Write out each line of the entries below that holds the word "only".

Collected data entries
--*--

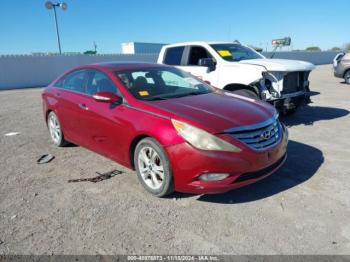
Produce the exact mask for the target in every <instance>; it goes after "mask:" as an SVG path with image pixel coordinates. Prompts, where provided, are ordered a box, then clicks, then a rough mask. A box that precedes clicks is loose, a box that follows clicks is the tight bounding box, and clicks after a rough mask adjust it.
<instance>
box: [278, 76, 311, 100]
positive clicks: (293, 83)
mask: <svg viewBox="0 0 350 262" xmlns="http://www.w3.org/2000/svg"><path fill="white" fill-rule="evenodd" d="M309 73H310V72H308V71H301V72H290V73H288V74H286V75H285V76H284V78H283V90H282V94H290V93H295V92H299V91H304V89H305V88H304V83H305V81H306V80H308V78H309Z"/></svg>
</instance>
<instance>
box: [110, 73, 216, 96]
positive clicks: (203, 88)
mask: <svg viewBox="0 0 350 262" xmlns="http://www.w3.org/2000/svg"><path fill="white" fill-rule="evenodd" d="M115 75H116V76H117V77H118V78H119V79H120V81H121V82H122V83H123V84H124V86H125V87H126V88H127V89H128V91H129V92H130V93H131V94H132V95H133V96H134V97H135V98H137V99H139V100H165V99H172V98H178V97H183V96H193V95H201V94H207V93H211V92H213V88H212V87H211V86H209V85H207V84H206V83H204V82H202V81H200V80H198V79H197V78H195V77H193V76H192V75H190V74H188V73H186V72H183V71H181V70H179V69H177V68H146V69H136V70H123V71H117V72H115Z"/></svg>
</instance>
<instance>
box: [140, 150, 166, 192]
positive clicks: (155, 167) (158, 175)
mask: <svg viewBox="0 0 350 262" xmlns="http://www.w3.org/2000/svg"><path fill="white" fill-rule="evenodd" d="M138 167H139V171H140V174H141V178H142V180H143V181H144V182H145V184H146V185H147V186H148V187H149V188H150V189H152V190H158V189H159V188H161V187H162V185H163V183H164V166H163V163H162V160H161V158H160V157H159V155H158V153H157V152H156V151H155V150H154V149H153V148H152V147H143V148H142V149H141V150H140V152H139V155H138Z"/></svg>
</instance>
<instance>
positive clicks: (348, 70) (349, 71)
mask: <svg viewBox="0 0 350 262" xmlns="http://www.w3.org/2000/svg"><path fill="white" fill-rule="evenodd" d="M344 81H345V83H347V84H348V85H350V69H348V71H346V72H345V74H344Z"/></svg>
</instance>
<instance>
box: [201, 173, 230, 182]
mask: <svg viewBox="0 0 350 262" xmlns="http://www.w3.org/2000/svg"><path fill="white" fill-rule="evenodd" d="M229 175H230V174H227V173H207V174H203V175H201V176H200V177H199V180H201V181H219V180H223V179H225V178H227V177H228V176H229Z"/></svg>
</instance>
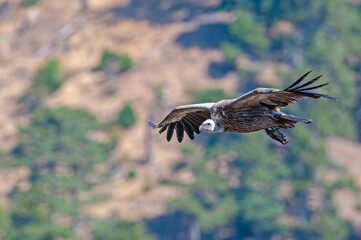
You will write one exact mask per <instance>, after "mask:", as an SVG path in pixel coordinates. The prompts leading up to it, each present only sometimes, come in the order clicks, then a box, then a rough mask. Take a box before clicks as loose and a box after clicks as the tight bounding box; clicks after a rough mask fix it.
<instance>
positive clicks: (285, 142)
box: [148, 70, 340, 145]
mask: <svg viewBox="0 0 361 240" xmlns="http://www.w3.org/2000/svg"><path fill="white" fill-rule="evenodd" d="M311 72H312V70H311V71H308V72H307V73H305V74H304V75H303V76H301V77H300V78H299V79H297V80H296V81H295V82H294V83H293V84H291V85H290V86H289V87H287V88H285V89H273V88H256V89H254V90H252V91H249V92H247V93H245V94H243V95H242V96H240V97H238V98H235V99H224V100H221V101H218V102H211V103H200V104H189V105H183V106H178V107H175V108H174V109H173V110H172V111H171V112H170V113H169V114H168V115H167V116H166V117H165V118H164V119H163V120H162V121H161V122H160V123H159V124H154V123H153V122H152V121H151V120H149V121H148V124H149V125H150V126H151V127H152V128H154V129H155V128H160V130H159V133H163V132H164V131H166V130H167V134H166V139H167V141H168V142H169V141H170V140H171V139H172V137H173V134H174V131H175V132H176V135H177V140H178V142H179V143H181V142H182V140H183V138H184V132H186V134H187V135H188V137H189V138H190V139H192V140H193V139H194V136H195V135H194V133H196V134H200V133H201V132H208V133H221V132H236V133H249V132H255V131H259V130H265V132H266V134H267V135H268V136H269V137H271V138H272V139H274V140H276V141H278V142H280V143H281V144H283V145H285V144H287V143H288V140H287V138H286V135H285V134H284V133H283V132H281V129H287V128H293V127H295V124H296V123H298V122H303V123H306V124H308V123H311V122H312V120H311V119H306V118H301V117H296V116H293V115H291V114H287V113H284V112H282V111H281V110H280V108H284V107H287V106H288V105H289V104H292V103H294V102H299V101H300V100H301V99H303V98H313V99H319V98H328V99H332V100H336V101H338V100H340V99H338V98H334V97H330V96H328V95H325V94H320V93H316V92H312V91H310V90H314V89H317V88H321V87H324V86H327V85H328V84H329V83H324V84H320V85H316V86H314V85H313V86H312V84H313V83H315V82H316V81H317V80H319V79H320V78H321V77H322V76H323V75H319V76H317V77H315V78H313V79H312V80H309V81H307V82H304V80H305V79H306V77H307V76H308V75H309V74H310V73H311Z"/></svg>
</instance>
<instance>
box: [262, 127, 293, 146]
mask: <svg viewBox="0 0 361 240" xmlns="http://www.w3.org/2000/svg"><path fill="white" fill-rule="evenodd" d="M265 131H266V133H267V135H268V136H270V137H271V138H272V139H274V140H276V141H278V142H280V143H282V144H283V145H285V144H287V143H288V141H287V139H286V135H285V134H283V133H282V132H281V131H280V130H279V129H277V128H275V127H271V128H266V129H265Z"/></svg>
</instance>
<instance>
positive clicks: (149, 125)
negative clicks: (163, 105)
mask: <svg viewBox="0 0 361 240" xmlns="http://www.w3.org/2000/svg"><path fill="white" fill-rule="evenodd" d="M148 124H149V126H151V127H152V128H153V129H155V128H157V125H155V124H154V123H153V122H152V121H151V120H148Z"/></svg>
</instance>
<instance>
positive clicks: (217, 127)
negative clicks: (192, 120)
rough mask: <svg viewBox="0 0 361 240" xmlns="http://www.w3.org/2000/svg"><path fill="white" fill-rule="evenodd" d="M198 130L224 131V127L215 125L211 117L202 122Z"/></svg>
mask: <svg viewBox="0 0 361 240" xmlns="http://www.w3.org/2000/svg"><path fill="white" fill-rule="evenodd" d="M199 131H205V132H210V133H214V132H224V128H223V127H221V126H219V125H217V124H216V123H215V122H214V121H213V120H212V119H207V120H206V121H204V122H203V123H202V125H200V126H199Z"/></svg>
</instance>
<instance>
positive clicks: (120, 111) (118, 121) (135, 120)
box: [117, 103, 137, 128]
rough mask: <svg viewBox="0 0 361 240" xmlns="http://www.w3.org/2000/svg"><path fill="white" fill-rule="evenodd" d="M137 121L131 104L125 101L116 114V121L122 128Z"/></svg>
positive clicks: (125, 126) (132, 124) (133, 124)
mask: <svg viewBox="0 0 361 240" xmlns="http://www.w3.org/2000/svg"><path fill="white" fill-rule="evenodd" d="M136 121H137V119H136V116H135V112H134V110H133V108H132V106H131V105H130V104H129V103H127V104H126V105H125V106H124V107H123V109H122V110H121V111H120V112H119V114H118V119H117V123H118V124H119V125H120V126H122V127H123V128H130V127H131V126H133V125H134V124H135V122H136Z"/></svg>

--*--

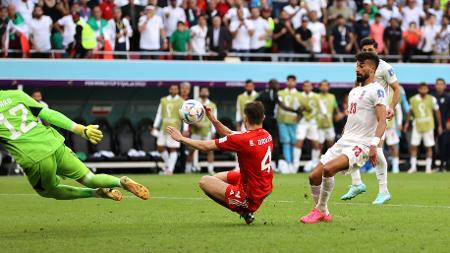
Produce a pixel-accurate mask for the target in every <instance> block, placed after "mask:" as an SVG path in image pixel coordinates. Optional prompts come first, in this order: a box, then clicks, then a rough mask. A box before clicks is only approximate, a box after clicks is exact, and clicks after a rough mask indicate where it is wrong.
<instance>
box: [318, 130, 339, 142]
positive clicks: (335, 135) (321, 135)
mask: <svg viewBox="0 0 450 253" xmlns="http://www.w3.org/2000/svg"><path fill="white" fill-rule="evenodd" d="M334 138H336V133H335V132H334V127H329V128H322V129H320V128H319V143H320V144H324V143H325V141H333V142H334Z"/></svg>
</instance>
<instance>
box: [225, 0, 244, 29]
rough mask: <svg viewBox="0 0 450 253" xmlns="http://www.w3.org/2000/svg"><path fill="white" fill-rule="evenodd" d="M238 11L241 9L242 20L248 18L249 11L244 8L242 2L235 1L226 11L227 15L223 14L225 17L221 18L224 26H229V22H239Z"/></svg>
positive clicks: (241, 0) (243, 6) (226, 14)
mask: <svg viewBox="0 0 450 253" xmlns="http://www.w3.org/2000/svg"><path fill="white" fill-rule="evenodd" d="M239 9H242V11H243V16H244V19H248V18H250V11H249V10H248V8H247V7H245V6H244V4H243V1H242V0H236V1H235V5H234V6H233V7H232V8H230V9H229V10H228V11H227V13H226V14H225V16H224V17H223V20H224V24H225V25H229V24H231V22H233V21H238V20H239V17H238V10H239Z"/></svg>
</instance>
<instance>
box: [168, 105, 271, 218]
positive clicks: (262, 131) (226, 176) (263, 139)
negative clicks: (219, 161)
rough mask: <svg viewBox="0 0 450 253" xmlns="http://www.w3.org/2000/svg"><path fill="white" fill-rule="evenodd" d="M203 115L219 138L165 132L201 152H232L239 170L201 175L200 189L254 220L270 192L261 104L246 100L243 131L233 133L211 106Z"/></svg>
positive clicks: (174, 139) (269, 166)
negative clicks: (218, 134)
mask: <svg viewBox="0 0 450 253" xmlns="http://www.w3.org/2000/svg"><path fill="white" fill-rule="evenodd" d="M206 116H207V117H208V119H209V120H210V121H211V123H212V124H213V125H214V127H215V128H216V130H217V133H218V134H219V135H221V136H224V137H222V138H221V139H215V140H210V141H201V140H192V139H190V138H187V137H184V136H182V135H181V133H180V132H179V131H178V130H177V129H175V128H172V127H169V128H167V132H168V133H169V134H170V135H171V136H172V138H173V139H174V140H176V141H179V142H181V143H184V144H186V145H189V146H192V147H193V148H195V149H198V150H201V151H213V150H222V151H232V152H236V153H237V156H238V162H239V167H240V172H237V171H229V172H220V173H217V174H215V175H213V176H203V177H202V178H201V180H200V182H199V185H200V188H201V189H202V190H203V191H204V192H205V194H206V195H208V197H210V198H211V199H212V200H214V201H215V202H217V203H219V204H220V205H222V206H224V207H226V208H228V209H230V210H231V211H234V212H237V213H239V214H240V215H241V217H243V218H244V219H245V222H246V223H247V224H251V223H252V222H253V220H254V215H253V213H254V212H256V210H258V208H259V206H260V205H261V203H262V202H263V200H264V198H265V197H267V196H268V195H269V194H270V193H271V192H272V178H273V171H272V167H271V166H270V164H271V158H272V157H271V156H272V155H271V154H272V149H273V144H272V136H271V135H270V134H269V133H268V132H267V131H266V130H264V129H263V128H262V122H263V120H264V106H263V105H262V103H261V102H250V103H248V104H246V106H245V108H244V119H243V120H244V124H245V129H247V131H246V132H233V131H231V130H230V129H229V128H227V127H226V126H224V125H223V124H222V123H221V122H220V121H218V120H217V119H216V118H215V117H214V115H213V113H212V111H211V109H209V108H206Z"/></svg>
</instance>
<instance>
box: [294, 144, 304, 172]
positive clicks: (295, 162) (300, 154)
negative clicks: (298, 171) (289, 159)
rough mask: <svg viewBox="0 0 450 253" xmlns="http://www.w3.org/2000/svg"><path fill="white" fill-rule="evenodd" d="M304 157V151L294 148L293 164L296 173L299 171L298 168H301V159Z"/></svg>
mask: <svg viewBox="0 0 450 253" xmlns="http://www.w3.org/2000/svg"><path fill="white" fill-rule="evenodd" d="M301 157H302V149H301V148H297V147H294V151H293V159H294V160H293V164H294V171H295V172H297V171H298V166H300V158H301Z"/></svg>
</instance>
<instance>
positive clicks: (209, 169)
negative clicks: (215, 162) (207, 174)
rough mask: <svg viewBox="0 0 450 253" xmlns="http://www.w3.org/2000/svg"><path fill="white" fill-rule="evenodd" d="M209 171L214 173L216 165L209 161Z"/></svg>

--*--

### RESPONSE AREA
You will write one exact mask per <instance>, after "mask:", as an SVG path in pixel coordinates. The prompts leading up to it, each present only sometimes, come in the order clicks, then a box, then a rough mask. Take a box before clicks as loose and a box after clicks as the tight bounding box; clicks after a rough mask fix it.
Produce a pixel-accurate mask for the target in every <instance> block, placed after "mask:" as an SVG path in image pixel coordinates. Optional prompts come first, in this order: a box, then clicks, then a rough mask. A box before clicks is only approximate, a box after clicks is exact, and clicks after a rough mask indicate where it is wrong.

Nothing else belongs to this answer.